Stored data entries
—————
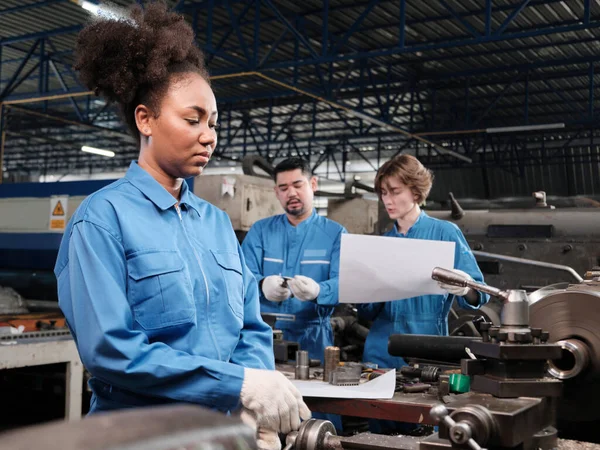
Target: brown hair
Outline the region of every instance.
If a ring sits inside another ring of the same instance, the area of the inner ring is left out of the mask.
[[[398,155],[384,163],[375,176],[375,192],[381,197],[381,189],[388,178],[396,177],[410,188],[422,205],[431,191],[433,173],[411,155]]]
[[[101,16],[77,38],[75,69],[84,85],[117,102],[129,131],[138,140],[134,112],[145,104],[155,117],[174,75],[197,73],[207,82],[204,55],[183,16],[163,2],[130,8],[128,17]]]

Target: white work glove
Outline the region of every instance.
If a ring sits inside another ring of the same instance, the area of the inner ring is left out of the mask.
[[[240,419],[254,431],[258,450],[281,450],[281,439],[277,431],[257,428],[256,416],[252,411],[242,408]]]
[[[256,433],[258,450],[281,450],[281,439],[275,430],[259,428]]]
[[[284,280],[279,275],[269,275],[262,282],[262,291],[265,298],[272,302],[282,302],[290,298],[292,293],[286,287],[283,287]]]
[[[300,427],[300,419],[310,419],[310,410],[296,387],[275,370],[244,368],[240,401],[249,409],[258,429],[287,434]],[[242,415],[245,414],[242,411]],[[248,423],[248,418],[242,418]]]
[[[314,300],[321,292],[321,286],[312,278],[302,275],[296,275],[293,279],[288,280],[288,286],[292,290],[292,294],[298,300],[303,302]]]
[[[469,275],[467,272],[463,272],[462,270],[458,270],[458,269],[449,269],[449,270],[450,270],[450,272],[454,272],[455,274],[461,275],[465,278],[468,278],[469,280],[473,279],[473,277],[471,275]],[[445,291],[448,291],[450,294],[456,295],[458,297],[464,297],[469,292],[468,287],[454,286],[452,284],[442,283],[441,281],[438,281],[438,286],[441,287],[442,289],[444,289]]]

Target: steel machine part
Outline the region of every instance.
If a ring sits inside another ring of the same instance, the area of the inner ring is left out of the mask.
—————
■ Required work
Transcribe all of the entries word for word, but skip any pictures they contain.

■ Task answer
Target: brown hair
Outline the region of every instance.
If a ring sits inside another ring of the same instance, the area of the inner ring is left out of the mask.
[[[398,155],[384,163],[375,176],[375,192],[381,197],[381,189],[388,178],[396,177],[410,188],[422,205],[431,191],[433,173],[411,155]]]
[[[101,16],[77,38],[75,69],[84,85],[117,102],[129,131],[138,140],[134,112],[145,104],[155,117],[174,75],[197,73],[207,82],[204,55],[183,16],[163,2],[130,8],[128,17]]]

Target: white work glove
Outline the region of every instance.
If a ring sits inside another ring of the same instance, the area of the inner ring is left out of the mask.
[[[240,419],[254,431],[258,450],[281,450],[281,439],[277,431],[257,428],[256,416],[252,411],[242,408]]]
[[[256,433],[258,450],[281,450],[281,439],[275,430],[259,428]]]
[[[284,280],[279,275],[269,275],[262,282],[262,291],[265,298],[272,302],[282,302],[290,298],[292,293],[286,287],[283,287]]]
[[[300,427],[300,419],[310,419],[310,410],[296,387],[275,370],[244,368],[240,401],[249,409],[258,429],[287,434]],[[242,415],[245,414],[242,411]],[[248,423],[248,418],[242,418]]]
[[[314,300],[321,292],[321,286],[312,278],[302,275],[296,275],[293,279],[288,280],[288,286],[292,290],[292,294],[298,300],[303,302]]]
[[[469,275],[467,272],[463,272],[462,270],[458,270],[458,269],[449,269],[449,270],[450,270],[450,272],[454,272],[455,274],[461,275],[465,278],[468,278],[469,280],[473,279],[473,277],[471,275]],[[445,291],[448,291],[450,294],[456,295],[458,297],[464,297],[469,292],[468,287],[454,286],[452,284],[442,283],[441,281],[438,281],[438,286],[441,287],[442,289],[444,289]]]

Target: steel machine part
Outline the region of every instance.
If a ring sits inside another ring of the same instance, the area of the inner ring is left out of the mask.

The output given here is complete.